** begin Provided passage **
Partnering with Solomon, whose screenwriting credits include “Men in Black” and “Bill & Ted’s Excellent Adventure,” Soderbergh, a true-crime fan, pondered what sort of story would benefit from the technology. They settled on a mystery built around “a woman who,” as the filmmaker puts it, “walks into the room and the molecules shift.” In other words, a Sharon Stone type.

He recalls pitching the actress before any pages had been written: “I’m like, ‘She attaches herself to people, and then when she’s done with them, she kind of throws them away. Some people hate her and some people love her.’ She just starts laughing. She goes, ‘And I’m supposed to wonder why you thought of me?’”

Together, Soderbergh and Solomon mapped out the beats of the sprawling narrative, using a massive whiteboard covered with dozens of color-coded index cards to ensure that every possible path through “Mosaic” would be comprehensible to users. They also took pains to ensure the story always came first, rather than being reverse-engineered to fit the technology (which was developed by PodOp, Soderbergh and Silver’s company).


“We said, ‘Let’s not ever fall in love with the gimmick of it,’” Solomon recalls.

After plotting a detailed outline with Soderbergh, Solomon wrote the script, which eventually grew to more than 500 pages in length — roughly a hundred pages of which were written during production in Utah as he and Soderbergh figured out the process on the fly. Maintaining continuity was a particular challenge: one of the project’s script supervisors even developed new software to keep track of things.

For both writer and director, who’ve been plying their craft for three decades, it was a uniquely stimulating experience.

“It forces you to think of every character in your story as being worthy of their own movie and why,” observes Solomon.
** end Provided passage **
** begin Dataset content **
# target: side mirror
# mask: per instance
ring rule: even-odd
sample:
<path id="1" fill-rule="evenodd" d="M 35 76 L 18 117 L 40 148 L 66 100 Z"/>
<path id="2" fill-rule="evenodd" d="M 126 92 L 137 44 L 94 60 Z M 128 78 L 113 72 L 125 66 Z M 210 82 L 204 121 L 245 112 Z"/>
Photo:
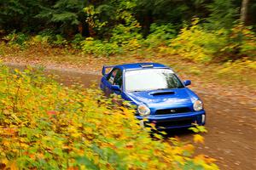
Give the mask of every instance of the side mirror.
<path id="1" fill-rule="evenodd" d="M 190 80 L 185 80 L 185 81 L 183 82 L 183 84 L 184 84 L 185 86 L 189 86 L 189 85 L 191 84 L 191 81 L 190 81 Z"/>
<path id="2" fill-rule="evenodd" d="M 120 87 L 119 85 L 112 85 L 111 89 L 113 91 L 121 91 Z"/>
** end Dataset content **
_Stated exercise_
Repeat word for word the part of the passage about making "Mosaic" from "Partnering with Solomon, whose" to "Sharon Stone type.". These items bear no relation to the passage about making "Mosaic."

_Solution below_
Partnering with Solomon, whose screenwriting credits include “Men in Black” and “Bill & Ted’s Excellent Adventure,” Soderbergh, a true-crime fan, pondered what sort of story would benefit from the technology. They settled on a mystery built around “a woman who,” as the filmmaker puts it, “walks into the room and the molecules shift.” In other words, a Sharon Stone type.